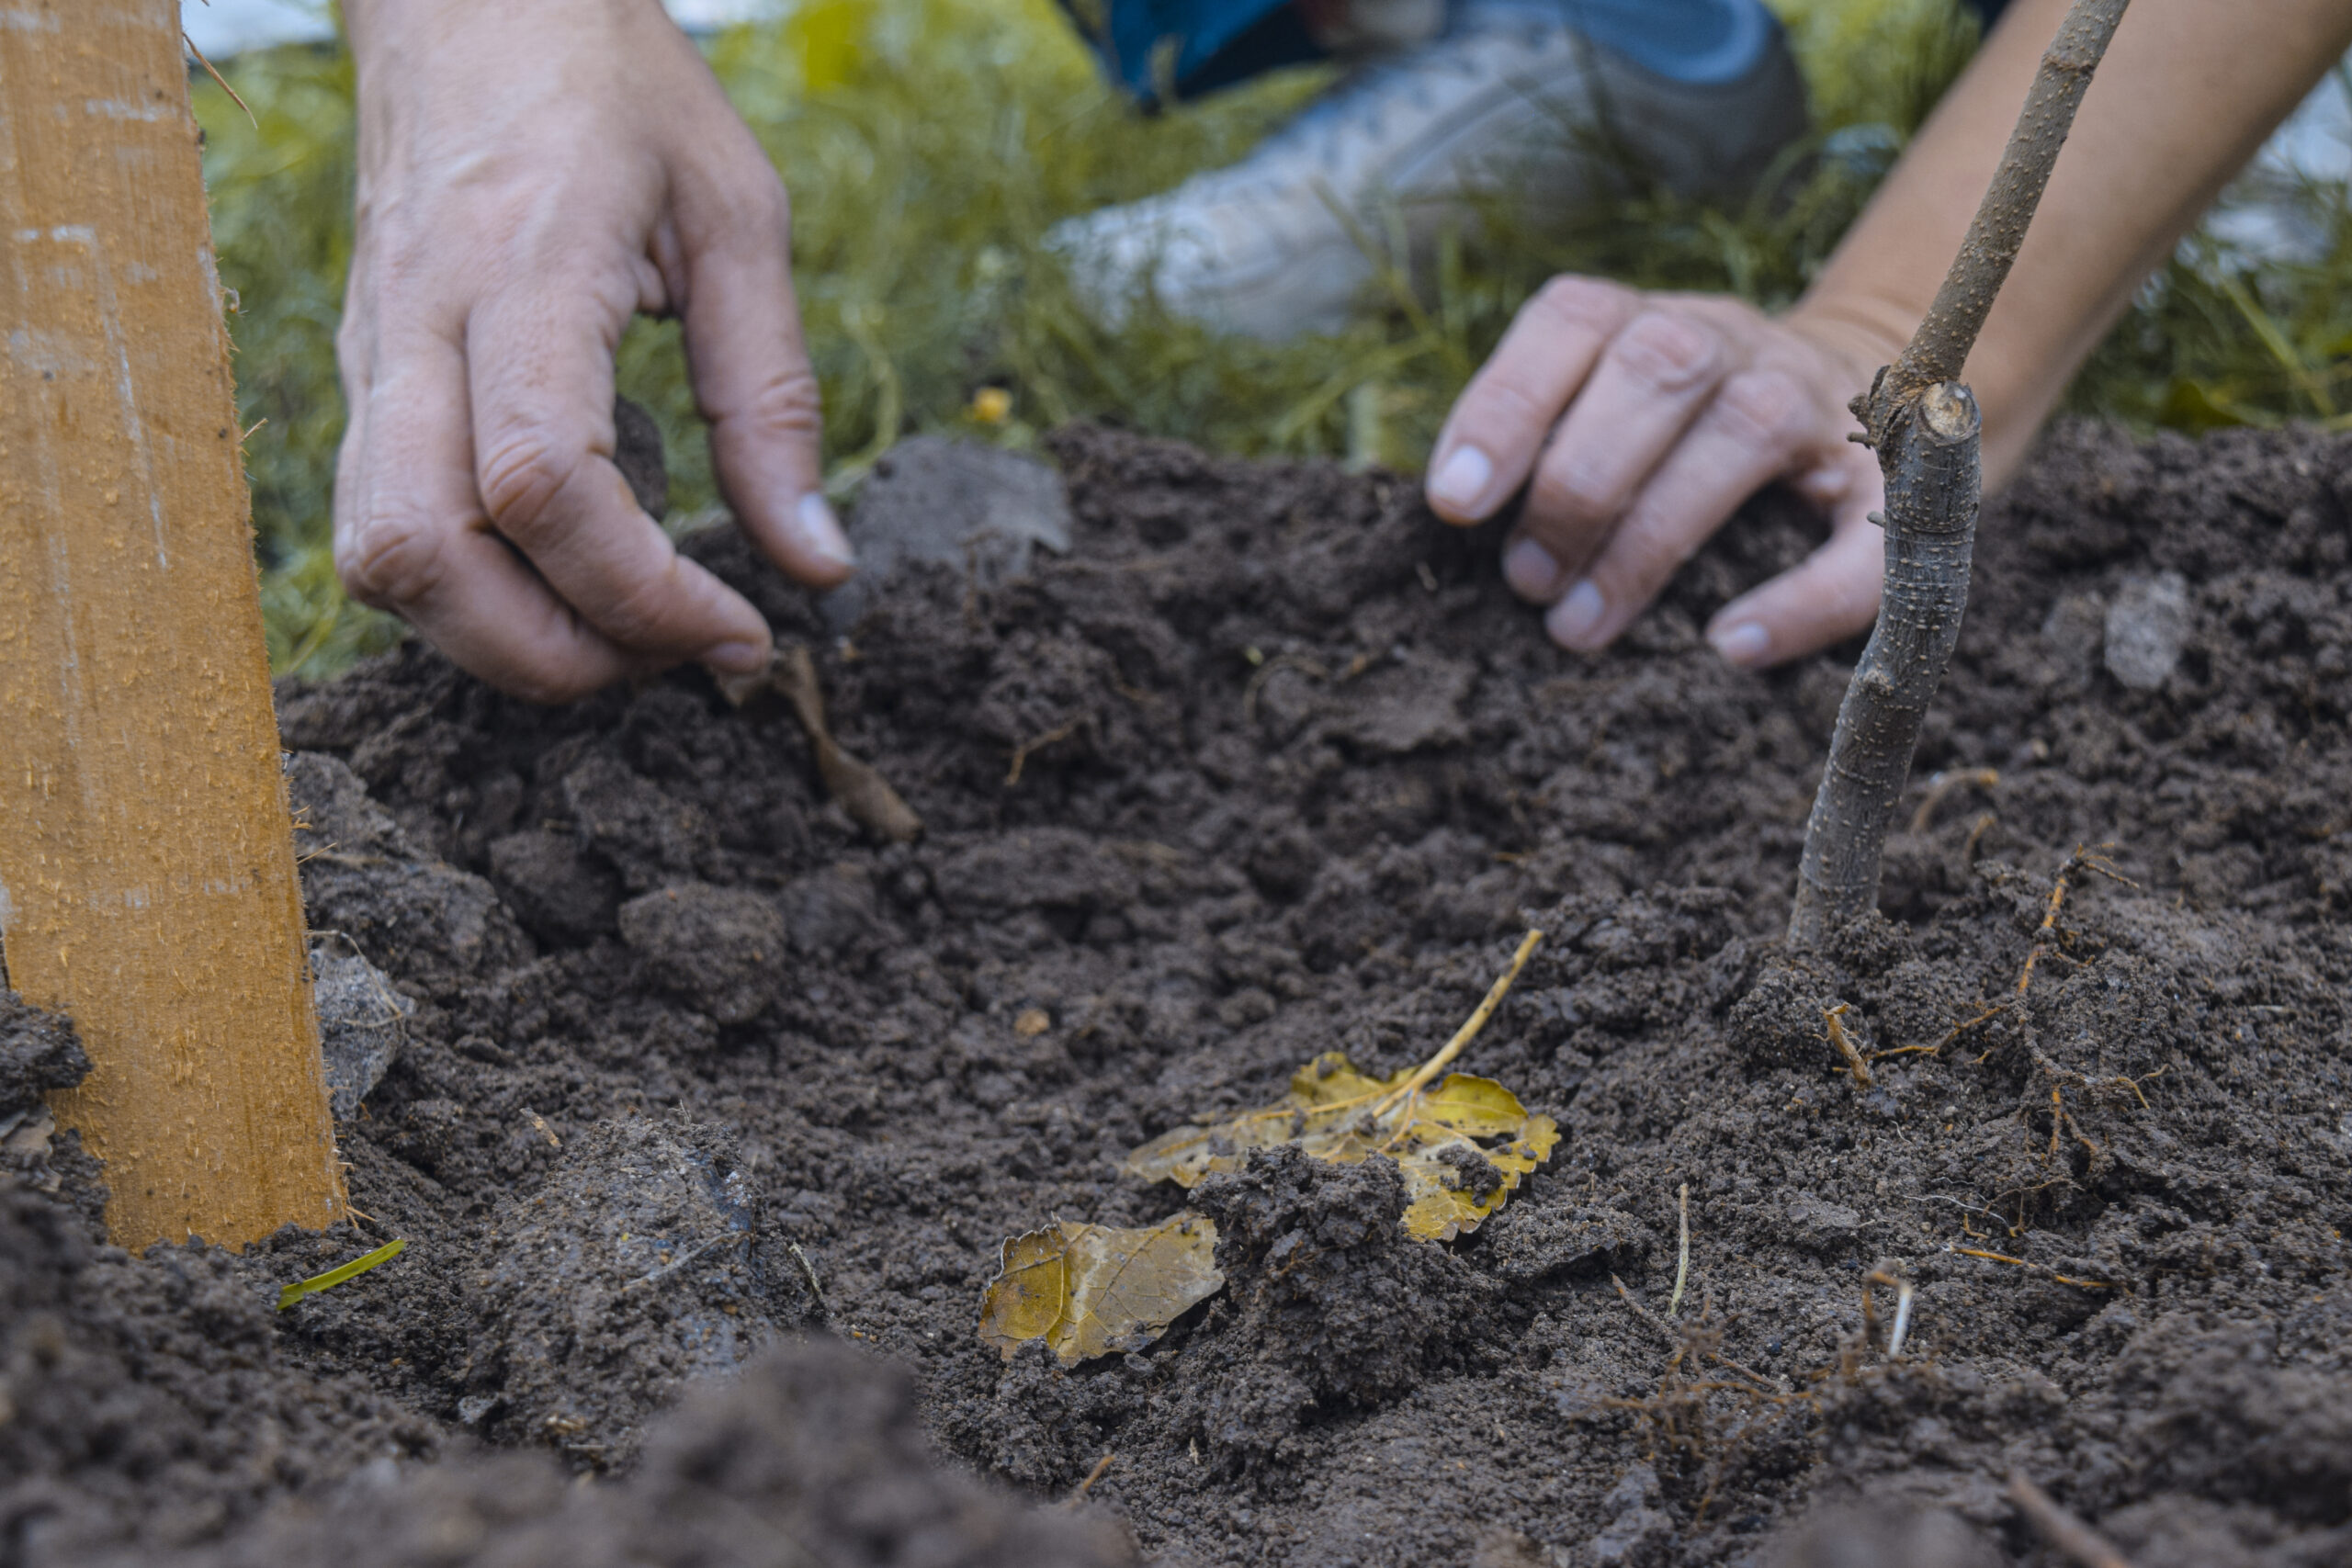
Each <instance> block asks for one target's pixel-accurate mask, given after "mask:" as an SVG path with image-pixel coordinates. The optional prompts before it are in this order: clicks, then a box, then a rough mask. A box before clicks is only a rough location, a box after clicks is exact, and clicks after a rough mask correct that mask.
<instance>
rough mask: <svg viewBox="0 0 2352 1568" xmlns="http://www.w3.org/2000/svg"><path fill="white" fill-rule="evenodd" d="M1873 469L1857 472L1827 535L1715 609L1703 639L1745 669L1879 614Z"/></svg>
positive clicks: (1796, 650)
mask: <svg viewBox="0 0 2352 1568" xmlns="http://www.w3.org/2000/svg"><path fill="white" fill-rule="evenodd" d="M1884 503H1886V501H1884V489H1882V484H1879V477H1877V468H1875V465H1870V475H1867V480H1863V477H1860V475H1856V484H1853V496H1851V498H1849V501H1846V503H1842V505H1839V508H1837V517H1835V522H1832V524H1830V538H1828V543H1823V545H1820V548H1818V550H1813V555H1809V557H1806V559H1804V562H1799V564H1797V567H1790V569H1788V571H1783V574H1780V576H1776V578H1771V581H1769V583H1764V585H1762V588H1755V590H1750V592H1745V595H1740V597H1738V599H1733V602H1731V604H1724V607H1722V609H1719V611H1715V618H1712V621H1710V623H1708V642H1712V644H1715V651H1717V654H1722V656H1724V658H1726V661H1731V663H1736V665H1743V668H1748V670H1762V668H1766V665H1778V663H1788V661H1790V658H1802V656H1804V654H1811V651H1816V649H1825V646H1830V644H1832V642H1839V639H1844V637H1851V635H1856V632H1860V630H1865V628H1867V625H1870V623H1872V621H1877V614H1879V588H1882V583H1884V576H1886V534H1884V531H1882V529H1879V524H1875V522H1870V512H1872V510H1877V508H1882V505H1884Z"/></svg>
____
Exercise aim:
Output the entries exactly as they appear, with no pictures included.

Solution below:
Each <instance> block asks for one target's pixel-accurate mask, given after "mask:" as an SVG path with image-pixel coordinates. The optional prompts before it are in this order: clicks, then a box, then a rough mask. A box before clicks is only a rough location, a box after clicks is exact, and clicks after a rough mask correct that mask.
<instance>
rough mask: <svg viewBox="0 0 2352 1568" xmlns="http://www.w3.org/2000/svg"><path fill="white" fill-rule="evenodd" d="M1873 469L1857 472L1827 535L1715 609L1703 639L1745 669L1879 614Z"/></svg>
positive clicks: (1796, 650)
mask: <svg viewBox="0 0 2352 1568" xmlns="http://www.w3.org/2000/svg"><path fill="white" fill-rule="evenodd" d="M1884 503H1886V501H1884V489H1882V484H1879V477H1877V468H1875V465H1870V475H1867V480H1863V477H1860V475H1856V484H1853V496H1851V498H1849V501H1846V503H1842V505H1839V508H1837V517H1835V522H1832V524H1830V538H1828V543H1823V545H1820V548H1818V550H1813V555H1809V557H1806V559H1804V562H1799V564H1797V567H1790V569H1788V571H1783V574H1780V576H1776V578H1771V581H1769V583H1764V585H1762V588H1755V590H1750V592H1745V595H1740V597H1738V599H1733V602H1731V604H1724V607H1722V609H1719V611H1715V618H1712V621H1710V623H1708V642H1712V644H1715V651H1717V654H1722V656H1724V658H1726V661H1731V663H1736V665H1743V668H1748V670H1762V668H1766V665H1778V663H1788V661H1790V658H1802V656H1804V654H1811V651H1816V649H1825V646H1830V644H1832V642H1839V639H1844V637H1851V635H1856V632H1860V630H1865V628H1867V625H1870V623H1872V621H1877V614H1879V588H1882V583H1884V576H1886V534H1884V531H1882V529H1879V524H1875V522H1870V512H1872V510H1877V508H1882V505H1884Z"/></svg>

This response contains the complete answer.